Items from a dataset
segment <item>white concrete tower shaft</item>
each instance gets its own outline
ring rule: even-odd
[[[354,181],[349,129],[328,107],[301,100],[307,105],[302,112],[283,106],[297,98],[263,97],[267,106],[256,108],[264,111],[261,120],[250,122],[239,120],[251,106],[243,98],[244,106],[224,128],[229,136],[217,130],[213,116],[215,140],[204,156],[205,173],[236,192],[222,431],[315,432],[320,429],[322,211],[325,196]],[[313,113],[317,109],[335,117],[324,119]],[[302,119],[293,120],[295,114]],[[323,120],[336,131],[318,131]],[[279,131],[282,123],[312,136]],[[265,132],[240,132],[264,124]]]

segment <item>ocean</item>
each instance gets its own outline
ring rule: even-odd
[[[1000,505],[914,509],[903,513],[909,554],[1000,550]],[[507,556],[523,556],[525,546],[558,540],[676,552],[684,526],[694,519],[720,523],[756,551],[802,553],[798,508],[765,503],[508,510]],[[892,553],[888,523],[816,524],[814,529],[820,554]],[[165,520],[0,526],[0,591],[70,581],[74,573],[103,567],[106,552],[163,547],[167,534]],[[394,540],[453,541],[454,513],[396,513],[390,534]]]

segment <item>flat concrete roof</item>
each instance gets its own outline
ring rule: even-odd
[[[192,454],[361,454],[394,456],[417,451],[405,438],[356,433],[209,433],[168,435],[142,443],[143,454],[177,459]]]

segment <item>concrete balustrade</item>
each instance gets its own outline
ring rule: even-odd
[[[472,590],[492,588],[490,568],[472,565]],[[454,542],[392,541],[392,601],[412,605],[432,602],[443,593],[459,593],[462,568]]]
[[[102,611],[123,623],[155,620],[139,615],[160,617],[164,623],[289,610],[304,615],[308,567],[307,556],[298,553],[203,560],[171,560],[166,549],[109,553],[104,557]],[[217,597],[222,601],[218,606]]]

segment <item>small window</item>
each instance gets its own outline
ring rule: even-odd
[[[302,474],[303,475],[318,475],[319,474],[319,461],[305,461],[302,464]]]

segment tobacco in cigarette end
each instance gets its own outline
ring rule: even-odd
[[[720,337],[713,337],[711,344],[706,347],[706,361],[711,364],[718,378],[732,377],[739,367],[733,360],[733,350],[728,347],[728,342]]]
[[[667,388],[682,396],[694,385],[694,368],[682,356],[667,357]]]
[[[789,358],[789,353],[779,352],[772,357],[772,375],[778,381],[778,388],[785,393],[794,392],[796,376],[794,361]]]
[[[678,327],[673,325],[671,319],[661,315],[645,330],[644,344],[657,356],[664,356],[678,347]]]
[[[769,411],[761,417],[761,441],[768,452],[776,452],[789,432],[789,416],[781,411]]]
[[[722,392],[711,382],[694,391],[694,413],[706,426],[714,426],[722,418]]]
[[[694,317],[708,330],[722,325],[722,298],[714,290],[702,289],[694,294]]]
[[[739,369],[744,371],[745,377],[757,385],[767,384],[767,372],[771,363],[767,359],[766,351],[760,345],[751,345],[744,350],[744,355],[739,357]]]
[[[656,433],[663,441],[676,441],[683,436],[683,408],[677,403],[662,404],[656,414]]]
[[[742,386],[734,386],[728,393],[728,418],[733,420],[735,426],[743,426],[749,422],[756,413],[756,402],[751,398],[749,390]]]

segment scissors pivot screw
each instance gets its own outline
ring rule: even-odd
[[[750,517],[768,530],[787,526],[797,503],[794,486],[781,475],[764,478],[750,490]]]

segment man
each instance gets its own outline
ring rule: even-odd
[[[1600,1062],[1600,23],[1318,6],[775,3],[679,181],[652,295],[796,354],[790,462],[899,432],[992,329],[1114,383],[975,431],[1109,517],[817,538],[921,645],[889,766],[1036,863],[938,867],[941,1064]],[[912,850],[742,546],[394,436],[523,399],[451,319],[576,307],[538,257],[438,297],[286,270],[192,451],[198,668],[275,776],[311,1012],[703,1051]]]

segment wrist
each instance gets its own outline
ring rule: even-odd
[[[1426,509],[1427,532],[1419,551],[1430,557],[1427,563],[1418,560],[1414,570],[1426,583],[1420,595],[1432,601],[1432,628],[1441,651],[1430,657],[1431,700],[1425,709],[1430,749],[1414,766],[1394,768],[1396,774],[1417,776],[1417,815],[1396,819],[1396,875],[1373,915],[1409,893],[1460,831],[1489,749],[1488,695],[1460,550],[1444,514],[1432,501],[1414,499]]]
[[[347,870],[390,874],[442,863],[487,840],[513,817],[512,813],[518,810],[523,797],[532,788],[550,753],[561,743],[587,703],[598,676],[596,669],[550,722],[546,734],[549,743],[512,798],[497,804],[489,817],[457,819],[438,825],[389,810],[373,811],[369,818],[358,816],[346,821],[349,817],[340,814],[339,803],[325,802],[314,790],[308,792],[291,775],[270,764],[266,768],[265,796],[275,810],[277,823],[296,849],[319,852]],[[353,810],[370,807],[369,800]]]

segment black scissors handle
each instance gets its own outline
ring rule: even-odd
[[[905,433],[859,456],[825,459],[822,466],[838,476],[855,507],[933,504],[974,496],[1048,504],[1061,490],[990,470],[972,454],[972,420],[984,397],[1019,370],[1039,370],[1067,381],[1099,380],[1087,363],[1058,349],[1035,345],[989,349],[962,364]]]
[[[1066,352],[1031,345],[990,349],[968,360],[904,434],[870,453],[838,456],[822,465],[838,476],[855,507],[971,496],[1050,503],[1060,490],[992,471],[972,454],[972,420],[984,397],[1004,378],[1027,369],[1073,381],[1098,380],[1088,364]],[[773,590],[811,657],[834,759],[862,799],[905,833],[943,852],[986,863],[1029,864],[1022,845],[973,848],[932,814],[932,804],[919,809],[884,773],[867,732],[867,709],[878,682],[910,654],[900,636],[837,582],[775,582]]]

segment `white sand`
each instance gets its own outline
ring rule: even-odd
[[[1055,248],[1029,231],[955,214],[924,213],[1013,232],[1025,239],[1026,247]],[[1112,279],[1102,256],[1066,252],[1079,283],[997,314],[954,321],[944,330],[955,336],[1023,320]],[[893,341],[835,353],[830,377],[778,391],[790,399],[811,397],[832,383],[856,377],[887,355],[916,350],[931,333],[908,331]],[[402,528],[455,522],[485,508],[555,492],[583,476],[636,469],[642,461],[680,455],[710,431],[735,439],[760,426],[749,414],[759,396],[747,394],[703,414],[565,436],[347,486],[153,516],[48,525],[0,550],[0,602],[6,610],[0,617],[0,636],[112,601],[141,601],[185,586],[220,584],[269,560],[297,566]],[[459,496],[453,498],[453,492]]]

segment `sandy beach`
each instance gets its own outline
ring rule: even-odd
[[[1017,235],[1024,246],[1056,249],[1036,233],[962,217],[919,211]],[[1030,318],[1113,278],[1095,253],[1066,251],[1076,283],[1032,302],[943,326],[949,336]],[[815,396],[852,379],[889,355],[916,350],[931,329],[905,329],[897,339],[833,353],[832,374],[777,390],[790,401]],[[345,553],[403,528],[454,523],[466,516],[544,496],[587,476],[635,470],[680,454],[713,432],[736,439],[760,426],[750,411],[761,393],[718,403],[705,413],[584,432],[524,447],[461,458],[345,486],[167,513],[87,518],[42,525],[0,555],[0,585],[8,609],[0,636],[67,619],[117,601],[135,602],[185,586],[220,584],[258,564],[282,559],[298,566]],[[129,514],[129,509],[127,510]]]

** DIRECTIONS FOR THIS TASK **
Each entry, exactly as written, should be set down once more.

** RESPONSE TO THE EXERCISE **
segment <item>white concrete tower shaft</item>
each instance gets its own outline
ring rule: even-odd
[[[354,181],[349,129],[328,107],[301,100],[307,105],[302,112],[283,106],[297,98],[263,97],[267,106],[256,108],[264,111],[261,120],[250,122],[239,120],[251,106],[243,98],[244,106],[224,128],[229,136],[217,130],[213,116],[215,140],[204,156],[205,173],[236,192],[222,431],[315,432],[320,429],[322,211],[325,196]],[[313,113],[317,109],[335,117],[324,119]],[[302,119],[293,120],[295,114]],[[323,120],[336,131],[318,131]],[[279,131],[282,123],[312,136]],[[265,132],[240,132],[264,124]]]

segment <item>ocean</item>
each instance gets its own outline
ring rule: even-odd
[[[1000,505],[914,509],[903,513],[909,554],[1000,550]],[[507,556],[523,556],[525,546],[558,540],[676,552],[684,526],[694,519],[720,523],[756,551],[802,553],[798,508],[765,503],[508,510]],[[892,553],[888,523],[816,524],[814,529],[820,554]],[[165,520],[0,526],[0,591],[70,581],[74,573],[103,567],[106,552],[163,547],[167,534]],[[394,540],[453,541],[454,513],[396,513],[390,534]]]

segment <item>flat concrete roof</item>
each instance gets its own outline
ring rule: even-odd
[[[192,454],[361,454],[394,456],[417,451],[405,438],[356,433],[209,433],[168,435],[142,443],[143,454],[177,459]]]

segment <item>concrete balustrade</item>
each instance gets its own outline
ring rule: even-odd
[[[472,590],[492,588],[490,568],[472,565]],[[454,542],[392,541],[392,601],[412,605],[432,602],[443,593],[459,593],[462,568]]]
[[[102,611],[123,623],[155,620],[139,615],[160,617],[164,623],[289,610],[304,615],[308,567],[307,556],[298,553],[203,560],[171,560],[166,549],[109,553],[104,557]],[[217,597],[222,601],[218,606]]]

segment <item>small window</item>
each instance gets its own outline
ring rule: even-odd
[[[302,474],[303,475],[318,475],[319,474],[319,461],[305,461],[302,464]]]

segment tobacco in cigarette end
each instance gets its own outline
ring rule: even-odd
[[[720,337],[713,337],[711,344],[706,347],[706,361],[711,364],[718,378],[732,377],[739,367],[733,360],[733,350],[728,347],[728,342]]]
[[[667,388],[682,396],[694,385],[694,368],[682,356],[667,357]]]
[[[789,358],[789,353],[779,352],[772,357],[772,375],[778,381],[778,388],[785,393],[794,392],[796,376],[794,361]]]
[[[678,327],[673,325],[671,319],[661,315],[645,330],[644,344],[657,356],[664,356],[678,347]]]
[[[769,411],[761,417],[761,441],[768,452],[776,452],[789,432],[789,416],[781,411]]]
[[[722,392],[711,382],[694,391],[694,413],[706,426],[714,426],[722,418]]]
[[[694,317],[708,330],[722,325],[722,298],[714,290],[702,289],[694,294]]]
[[[739,369],[744,371],[745,377],[757,385],[767,384],[767,372],[771,363],[767,359],[766,351],[760,345],[751,345],[744,350],[744,355],[739,357]]]
[[[656,433],[663,441],[676,441],[683,436],[683,408],[677,403],[662,404],[656,414]]]
[[[742,386],[734,386],[728,393],[728,418],[733,420],[735,426],[743,426],[749,422],[756,413],[756,402],[751,398],[749,390]]]

segment scissors pivot screw
each instance gets its own outline
ring rule: even-odd
[[[750,517],[768,530],[787,526],[797,503],[794,486],[781,475],[764,478],[750,490]]]

segment man
each instance gets its own outline
ring rule: even-odd
[[[1600,1062],[1600,23],[1318,6],[775,3],[679,181],[652,295],[796,354],[790,462],[899,432],[992,329],[1114,383],[975,431],[1109,517],[817,538],[921,645],[889,766],[1036,863],[938,867],[941,1064]],[[912,850],[742,546],[394,436],[523,399],[451,319],[576,307],[538,257],[438,297],[286,270],[192,451],[198,668],[275,776],[311,1012],[703,1051]]]

segment wrist
each instance gets its own outline
ring rule: even-odd
[[[1426,509],[1427,532],[1419,551],[1430,557],[1427,563],[1418,560],[1414,570],[1426,583],[1420,595],[1432,601],[1432,628],[1441,651],[1430,657],[1431,700],[1425,709],[1430,749],[1414,766],[1394,768],[1396,774],[1417,776],[1417,815],[1396,819],[1396,875],[1373,915],[1409,893],[1460,831],[1489,749],[1488,695],[1460,550],[1444,514],[1432,501],[1414,499]]]
[[[347,870],[390,874],[442,863],[487,840],[513,817],[512,813],[518,810],[523,797],[532,788],[550,753],[561,743],[587,703],[598,676],[596,669],[550,722],[546,734],[549,743],[512,798],[497,804],[489,817],[457,819],[438,825],[389,810],[373,811],[369,818],[358,816],[346,821],[349,817],[340,814],[339,803],[325,802],[314,790],[308,792],[291,775],[270,764],[266,768],[265,796],[275,810],[277,823],[296,849],[319,852]],[[353,810],[370,807],[369,800]]]

segment black scissors handle
each instance gets its own outline
ring rule: even-odd
[[[905,433],[859,456],[825,459],[822,466],[838,476],[855,507],[933,504],[974,496],[1048,504],[1061,490],[990,470],[972,454],[972,420],[984,397],[1019,370],[1039,370],[1067,381],[1099,380],[1087,363],[1058,349],[1035,345],[989,349],[962,364]]]
[[[1066,352],[1031,345],[990,349],[968,360],[904,434],[870,453],[838,456],[822,465],[838,476],[855,507],[971,496],[1050,503],[1060,490],[992,471],[972,454],[972,420],[984,397],[1004,378],[1027,369],[1073,381],[1098,380],[1088,364]],[[773,590],[811,657],[834,759],[862,799],[905,833],[943,852],[986,863],[1029,864],[1022,845],[973,848],[932,814],[932,804],[919,809],[884,773],[867,732],[867,709],[878,682],[910,654],[900,636],[837,582],[775,582]]]

segment `white sand`
each instance gets its own outline
ring rule: even-odd
[[[1055,248],[1029,231],[955,214],[924,213],[1013,232],[1025,239],[1026,247]],[[1112,279],[1102,256],[1066,252],[1079,283],[997,314],[954,321],[944,330],[955,336],[1023,320]],[[893,341],[835,353],[830,377],[778,391],[790,399],[811,397],[832,383],[856,377],[887,355],[916,350],[931,333],[908,331]],[[402,528],[455,522],[485,508],[555,492],[583,476],[636,469],[642,461],[680,455],[710,431],[735,439],[760,426],[749,414],[759,396],[747,394],[703,414],[565,436],[347,486],[153,516],[48,525],[0,550],[0,602],[6,610],[0,617],[0,636],[112,601],[141,601],[185,586],[220,584],[269,560],[297,566]],[[459,496],[453,498],[453,492]]]

segment `sandy beach`
each instance gets its own outline
ring rule: even-odd
[[[1017,235],[1024,246],[1056,249],[1036,233],[962,217],[919,211]],[[1030,318],[1113,278],[1095,253],[1066,251],[1076,283],[1032,302],[943,326],[949,336]],[[815,396],[852,379],[889,355],[916,350],[931,329],[905,329],[897,339],[833,353],[832,374],[777,390],[790,401]],[[345,553],[403,528],[454,523],[466,516],[544,496],[587,476],[635,470],[680,454],[713,432],[736,439],[760,426],[750,411],[761,393],[718,403],[705,413],[584,432],[524,447],[461,458],[345,486],[167,513],[87,518],[42,525],[0,555],[0,585],[8,609],[0,636],[67,619],[117,601],[135,602],[185,586],[220,584],[258,564],[282,559],[298,566]],[[129,514],[129,509],[127,510]]]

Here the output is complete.